Instruction:
Will you reproduce each of the records below word for word, without altering anything?

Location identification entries
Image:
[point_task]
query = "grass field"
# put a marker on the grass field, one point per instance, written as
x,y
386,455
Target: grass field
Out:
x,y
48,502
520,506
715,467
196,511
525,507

Response:
Image:
[point_task]
query = "grass field"
# put a marker on the grass field, one point per instance, written as
x,y
386,455
Target: grass field
Out:
x,y
48,502
520,506
715,467
196,511
525,507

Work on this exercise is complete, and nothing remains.